**TASK PROMPT**. Reproduce the records below from the line containing "the greenhouse interior" through the end of the records, inclusive, and keep the requests in place. Shift every answer coordinate by adding 129 to each of its numbers.

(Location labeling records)

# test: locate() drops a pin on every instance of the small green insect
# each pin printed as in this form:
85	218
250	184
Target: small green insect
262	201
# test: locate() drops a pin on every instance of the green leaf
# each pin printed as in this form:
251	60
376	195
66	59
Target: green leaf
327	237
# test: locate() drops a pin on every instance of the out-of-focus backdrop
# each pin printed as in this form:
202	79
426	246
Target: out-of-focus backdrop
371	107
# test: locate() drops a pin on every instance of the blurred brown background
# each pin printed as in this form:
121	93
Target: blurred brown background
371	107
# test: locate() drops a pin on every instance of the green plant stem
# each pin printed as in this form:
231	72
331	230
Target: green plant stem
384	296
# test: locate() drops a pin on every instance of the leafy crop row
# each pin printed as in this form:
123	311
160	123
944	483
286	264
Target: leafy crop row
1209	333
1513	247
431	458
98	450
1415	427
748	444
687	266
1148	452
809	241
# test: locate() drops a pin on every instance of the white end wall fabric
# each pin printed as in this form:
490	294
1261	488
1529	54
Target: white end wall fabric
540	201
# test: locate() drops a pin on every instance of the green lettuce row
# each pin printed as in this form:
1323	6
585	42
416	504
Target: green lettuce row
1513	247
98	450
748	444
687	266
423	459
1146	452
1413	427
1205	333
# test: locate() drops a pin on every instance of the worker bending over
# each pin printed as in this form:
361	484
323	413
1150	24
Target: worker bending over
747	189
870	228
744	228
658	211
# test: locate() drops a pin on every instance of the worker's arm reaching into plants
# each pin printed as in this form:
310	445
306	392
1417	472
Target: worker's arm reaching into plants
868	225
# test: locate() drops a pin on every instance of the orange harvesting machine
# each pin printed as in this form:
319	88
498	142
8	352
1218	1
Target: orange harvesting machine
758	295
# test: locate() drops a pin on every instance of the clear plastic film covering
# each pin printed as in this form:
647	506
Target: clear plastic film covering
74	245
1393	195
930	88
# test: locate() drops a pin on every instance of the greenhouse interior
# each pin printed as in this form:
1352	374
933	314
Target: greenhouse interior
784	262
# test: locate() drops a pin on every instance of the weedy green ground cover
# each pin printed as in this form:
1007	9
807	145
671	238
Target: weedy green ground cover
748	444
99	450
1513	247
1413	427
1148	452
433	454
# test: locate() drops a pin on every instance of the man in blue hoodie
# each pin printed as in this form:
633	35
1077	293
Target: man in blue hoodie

**TASK RESULT**.
# test: locate() drops a pin on every instance of the greenhouse interior
# each pin printed as in this form:
1352	374
933	314
Target: greenhouse interior
913	391
# test: locate() drops a pin on every instance of the weedy green ground cover
# each pin printed as in this form:
1007	9
807	145
671	238
Target: weedy green ground cover
877	573
228	579
1642	376
1542	556
1277	581
562	583
# test: locate() drops a pin on every instance of the man in blue hoodie
# each pin printed as in this form:
633	35
1077	293
Target: man in blue hoodie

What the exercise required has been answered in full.